• _Complete the following_
a – Return the fire chief article from "McHenry Township Fire Protection District Chief" to "District since 2010.", word for word.
b – Do these statements agree with the fire chief article? Answer yes or no for each, and quote the words that decide it. (i) Horist has been in the fire service for 38 years. (ii) Horist joined the McHenry Township Fire Protection District in 2013. (iii) Horist currently holds the rank of deputy chief.
c – Extend the fire chief article, starting after its last sentence.

• _Text extract_
* Start *

Rudy Horist, 57, who is now a deputy chief with the McHenry Township Fire Protection District, is slated to replace Huemann at the top of the command chain.

“When people have asked me how I feel right now, if it was even possible to sum it up in one word, I would say very humbled,” Horist said. “I’ve been in the fire service 38 years. It’s been a goal for me for a number of years to finish my career as a fire chief.”

McHenry Township Fire Protection District Chief Tony Huemann speaks during a commemoration Wednesday, Sept. 11, 2013,  at Veterans Memorial Park in McHenry to honor those lost in the Sept. 11 terrorist attacks.

Horist has been with McHenry Township Fire Protection District since 2010.

“I’ve got a big pair of shoes to fill,” Horist said. “Chief Huemann has been a great mentor to me and has done a lot of things to help prepare me to take on this role.”

* End *

Location identification entries
* Start *

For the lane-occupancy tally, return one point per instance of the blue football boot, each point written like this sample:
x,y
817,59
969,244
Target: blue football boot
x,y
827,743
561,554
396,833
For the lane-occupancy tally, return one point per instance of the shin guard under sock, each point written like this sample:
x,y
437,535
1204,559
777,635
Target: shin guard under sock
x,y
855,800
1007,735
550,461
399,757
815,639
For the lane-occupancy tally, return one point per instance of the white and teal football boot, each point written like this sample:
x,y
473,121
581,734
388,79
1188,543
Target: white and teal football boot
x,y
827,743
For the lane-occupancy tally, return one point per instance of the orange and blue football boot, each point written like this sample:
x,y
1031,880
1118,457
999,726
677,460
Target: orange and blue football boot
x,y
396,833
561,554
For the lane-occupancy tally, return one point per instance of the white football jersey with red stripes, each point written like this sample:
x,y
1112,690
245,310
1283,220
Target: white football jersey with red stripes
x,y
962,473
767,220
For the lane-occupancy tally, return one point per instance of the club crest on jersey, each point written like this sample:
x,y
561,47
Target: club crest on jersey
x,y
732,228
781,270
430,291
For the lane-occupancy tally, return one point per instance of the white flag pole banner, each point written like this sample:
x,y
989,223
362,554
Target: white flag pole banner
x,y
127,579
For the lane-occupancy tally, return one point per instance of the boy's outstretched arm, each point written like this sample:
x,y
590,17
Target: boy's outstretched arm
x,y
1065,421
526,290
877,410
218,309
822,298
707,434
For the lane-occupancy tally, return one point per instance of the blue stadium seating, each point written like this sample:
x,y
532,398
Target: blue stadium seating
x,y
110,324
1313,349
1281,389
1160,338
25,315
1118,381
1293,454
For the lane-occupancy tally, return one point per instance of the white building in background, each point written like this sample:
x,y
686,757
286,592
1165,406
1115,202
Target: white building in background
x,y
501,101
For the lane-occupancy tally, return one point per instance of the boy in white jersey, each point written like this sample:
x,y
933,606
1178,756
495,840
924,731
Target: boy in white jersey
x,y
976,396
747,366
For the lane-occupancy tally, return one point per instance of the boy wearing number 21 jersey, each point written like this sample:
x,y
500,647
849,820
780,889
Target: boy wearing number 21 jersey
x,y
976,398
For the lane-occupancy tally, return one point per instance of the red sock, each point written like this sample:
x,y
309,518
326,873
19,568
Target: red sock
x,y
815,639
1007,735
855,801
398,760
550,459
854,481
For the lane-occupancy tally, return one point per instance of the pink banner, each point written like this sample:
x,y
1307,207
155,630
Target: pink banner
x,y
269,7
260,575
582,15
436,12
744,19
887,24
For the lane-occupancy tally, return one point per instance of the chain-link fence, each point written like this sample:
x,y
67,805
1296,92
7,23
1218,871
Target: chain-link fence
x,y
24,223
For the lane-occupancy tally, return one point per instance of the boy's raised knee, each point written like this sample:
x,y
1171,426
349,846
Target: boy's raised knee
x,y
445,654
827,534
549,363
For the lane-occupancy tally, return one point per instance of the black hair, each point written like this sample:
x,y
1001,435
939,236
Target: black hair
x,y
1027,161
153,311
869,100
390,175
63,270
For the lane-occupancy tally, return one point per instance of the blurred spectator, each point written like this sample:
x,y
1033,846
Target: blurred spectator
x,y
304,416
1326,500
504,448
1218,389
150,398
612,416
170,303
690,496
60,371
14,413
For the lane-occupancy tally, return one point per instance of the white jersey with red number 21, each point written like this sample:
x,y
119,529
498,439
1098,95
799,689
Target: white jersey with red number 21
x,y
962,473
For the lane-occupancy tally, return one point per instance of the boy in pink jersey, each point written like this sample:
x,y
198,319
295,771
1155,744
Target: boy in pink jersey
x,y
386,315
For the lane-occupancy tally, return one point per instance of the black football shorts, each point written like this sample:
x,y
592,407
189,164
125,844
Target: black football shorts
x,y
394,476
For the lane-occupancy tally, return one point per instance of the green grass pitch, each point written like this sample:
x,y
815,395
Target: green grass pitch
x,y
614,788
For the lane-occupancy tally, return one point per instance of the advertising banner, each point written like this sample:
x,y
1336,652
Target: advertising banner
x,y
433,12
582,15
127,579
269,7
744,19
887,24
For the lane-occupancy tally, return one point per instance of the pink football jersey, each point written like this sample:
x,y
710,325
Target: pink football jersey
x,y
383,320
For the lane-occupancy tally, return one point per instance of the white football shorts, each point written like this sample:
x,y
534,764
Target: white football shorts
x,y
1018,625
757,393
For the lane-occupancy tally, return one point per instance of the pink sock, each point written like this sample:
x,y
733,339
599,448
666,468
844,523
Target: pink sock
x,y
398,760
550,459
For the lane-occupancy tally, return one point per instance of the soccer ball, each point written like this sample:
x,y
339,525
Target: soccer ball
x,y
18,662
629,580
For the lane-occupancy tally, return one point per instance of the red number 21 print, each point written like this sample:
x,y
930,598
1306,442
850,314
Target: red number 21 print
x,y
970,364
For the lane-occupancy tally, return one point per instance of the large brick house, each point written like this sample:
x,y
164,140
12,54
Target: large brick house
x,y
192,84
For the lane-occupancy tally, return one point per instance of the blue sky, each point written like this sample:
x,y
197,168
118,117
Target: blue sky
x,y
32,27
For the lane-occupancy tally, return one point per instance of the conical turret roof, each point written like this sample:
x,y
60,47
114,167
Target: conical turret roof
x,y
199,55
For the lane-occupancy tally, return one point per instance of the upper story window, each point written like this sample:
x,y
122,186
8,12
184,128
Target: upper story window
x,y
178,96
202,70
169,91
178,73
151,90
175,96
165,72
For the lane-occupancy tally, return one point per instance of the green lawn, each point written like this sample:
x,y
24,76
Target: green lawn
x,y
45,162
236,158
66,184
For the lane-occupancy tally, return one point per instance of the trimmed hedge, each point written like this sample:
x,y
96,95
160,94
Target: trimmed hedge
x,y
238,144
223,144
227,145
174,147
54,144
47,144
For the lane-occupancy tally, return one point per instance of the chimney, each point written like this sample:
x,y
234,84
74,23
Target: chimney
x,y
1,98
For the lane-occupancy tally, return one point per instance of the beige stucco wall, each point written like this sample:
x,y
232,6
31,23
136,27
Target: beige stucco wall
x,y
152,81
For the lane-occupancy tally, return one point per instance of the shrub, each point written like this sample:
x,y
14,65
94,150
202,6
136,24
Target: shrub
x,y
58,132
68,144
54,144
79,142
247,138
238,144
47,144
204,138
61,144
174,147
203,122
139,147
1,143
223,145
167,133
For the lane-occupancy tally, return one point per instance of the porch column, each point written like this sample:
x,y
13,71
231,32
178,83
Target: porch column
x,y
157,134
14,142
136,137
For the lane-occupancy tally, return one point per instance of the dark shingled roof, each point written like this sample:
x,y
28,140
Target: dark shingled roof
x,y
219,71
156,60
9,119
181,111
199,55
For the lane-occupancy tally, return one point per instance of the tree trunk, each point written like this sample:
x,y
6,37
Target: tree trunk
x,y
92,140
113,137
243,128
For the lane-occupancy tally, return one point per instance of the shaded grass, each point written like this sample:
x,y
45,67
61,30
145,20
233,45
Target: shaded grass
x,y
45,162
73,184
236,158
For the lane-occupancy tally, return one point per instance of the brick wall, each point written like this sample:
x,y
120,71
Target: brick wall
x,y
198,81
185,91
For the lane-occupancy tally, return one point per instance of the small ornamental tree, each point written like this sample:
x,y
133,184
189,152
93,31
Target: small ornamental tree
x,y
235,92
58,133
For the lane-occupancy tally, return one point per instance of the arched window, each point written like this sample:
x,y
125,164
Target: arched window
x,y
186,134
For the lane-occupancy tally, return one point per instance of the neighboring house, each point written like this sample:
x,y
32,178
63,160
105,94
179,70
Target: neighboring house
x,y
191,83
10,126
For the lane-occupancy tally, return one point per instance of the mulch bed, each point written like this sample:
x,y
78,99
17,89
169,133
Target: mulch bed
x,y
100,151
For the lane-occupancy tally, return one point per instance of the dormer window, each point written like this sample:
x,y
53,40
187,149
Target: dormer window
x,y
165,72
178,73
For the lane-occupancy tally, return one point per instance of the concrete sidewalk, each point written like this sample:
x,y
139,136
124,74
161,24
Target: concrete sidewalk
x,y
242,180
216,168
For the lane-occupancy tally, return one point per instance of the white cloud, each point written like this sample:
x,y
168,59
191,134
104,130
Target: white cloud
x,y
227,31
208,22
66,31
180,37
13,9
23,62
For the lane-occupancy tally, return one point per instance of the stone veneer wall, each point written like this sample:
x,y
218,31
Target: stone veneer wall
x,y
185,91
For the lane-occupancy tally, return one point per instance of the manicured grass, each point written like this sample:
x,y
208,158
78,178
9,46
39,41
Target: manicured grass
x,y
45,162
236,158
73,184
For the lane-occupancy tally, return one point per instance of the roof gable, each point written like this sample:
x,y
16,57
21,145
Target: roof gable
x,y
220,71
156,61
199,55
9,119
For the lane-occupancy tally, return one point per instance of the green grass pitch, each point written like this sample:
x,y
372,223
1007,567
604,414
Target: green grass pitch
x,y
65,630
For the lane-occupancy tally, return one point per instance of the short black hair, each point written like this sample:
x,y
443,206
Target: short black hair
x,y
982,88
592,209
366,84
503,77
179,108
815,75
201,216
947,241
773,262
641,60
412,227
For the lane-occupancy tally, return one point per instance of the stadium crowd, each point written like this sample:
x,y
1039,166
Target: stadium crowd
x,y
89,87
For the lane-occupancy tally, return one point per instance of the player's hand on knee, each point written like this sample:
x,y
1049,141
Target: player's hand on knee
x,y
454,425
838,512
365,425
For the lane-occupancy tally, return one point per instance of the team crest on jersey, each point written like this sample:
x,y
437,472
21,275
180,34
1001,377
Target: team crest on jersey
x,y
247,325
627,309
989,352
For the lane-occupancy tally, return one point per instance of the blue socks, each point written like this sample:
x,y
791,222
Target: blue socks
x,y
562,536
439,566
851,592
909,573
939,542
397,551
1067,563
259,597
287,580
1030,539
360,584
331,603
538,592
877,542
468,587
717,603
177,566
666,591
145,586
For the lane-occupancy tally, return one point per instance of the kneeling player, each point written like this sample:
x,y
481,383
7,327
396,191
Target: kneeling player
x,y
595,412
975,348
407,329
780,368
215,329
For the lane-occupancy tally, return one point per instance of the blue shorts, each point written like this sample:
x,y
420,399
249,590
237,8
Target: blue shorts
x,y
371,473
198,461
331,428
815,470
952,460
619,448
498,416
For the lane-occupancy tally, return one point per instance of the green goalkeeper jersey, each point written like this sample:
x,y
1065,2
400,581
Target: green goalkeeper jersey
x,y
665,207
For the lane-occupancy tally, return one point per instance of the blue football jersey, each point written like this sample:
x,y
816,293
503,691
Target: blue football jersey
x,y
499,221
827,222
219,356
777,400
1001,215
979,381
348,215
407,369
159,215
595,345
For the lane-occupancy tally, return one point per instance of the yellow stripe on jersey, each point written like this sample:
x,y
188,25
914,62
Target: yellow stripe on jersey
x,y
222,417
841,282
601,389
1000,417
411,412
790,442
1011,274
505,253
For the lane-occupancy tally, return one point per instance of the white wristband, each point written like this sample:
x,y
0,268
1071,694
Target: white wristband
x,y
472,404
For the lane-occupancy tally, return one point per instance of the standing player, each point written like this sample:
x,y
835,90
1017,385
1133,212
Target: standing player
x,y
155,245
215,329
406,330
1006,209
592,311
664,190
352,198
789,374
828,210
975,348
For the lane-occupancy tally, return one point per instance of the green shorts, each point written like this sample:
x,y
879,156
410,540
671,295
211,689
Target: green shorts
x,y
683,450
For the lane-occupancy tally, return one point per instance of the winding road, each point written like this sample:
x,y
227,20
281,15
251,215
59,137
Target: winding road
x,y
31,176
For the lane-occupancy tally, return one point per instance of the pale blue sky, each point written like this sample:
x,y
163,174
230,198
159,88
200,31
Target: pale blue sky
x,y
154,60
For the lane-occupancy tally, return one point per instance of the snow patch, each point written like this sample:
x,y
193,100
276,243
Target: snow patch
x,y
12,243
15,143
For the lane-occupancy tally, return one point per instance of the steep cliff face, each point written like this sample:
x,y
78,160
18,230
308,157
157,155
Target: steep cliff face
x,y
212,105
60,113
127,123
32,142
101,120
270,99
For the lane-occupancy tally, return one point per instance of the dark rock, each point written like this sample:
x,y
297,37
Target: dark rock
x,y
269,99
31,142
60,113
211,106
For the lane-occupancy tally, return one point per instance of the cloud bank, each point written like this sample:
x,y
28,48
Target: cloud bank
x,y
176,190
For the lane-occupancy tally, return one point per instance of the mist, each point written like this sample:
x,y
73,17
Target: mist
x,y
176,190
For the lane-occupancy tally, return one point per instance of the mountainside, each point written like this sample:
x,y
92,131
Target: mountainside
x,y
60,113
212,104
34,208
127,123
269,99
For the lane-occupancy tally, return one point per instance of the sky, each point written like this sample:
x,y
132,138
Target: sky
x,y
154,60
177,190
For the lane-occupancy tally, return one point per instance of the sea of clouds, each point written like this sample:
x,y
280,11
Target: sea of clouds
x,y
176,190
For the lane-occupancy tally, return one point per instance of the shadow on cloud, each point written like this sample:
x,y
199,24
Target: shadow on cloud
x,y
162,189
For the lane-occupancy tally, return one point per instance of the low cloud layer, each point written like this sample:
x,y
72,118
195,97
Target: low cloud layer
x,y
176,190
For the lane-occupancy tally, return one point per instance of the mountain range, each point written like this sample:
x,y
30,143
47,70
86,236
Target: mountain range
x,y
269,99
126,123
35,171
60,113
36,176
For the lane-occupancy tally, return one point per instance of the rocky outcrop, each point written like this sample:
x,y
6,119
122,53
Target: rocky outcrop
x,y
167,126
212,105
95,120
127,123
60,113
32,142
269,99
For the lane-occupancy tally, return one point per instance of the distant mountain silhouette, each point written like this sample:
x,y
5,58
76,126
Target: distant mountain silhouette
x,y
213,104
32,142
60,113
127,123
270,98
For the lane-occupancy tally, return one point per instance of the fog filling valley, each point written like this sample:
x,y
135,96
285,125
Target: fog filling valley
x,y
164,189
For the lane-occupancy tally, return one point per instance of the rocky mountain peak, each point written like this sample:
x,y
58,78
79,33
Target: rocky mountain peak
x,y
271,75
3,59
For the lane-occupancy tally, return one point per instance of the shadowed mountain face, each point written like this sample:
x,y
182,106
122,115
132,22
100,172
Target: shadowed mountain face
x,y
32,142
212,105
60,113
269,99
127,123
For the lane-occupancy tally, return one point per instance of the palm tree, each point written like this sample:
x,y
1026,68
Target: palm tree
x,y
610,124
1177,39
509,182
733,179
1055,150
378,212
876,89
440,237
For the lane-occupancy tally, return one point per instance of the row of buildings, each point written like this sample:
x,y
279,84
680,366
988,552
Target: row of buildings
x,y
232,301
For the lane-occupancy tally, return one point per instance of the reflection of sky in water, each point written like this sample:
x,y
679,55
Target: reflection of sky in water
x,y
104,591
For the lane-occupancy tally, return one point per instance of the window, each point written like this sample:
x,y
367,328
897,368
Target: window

* End *

• _Responses to the tasks_
a –
McHenry Township Fire Protection District Chief Tony Huemann speaks during a commemoration Wednesday, Sept. 11, 2013,  at Veterans Memorial Park in McHenry to honor those lost in the Sept. 11 terrorist attacks.

Horist has been with McHenry Township Fire Protection District since 2010.

b –
(i) Yes: "I’ve been in the fire service 38 years."
(ii) No: "Horist has been with McHenry Township Fire Protection District since 2010."
(iii) Yes: "who is now a deputy chief with the McHenry Township Fire Protection District"

c –
Huemann said his wife Brenda, a teacher in Johnsburg School District 12 for more than 30 years, is also set to retire this year. The couple plans on living several months a year in Florida and spending more time with their three children and three grandchildren, he said.

“I’ve always been supportive of his career and he’s just had that passion for it,” Brenda Huemann said of her husband. “When that pager would go off and he’d need to go help someone, I knew in my heart that that’s what he was doing. He was always there to help another person or another family, and that’s what it was all about, helping others.”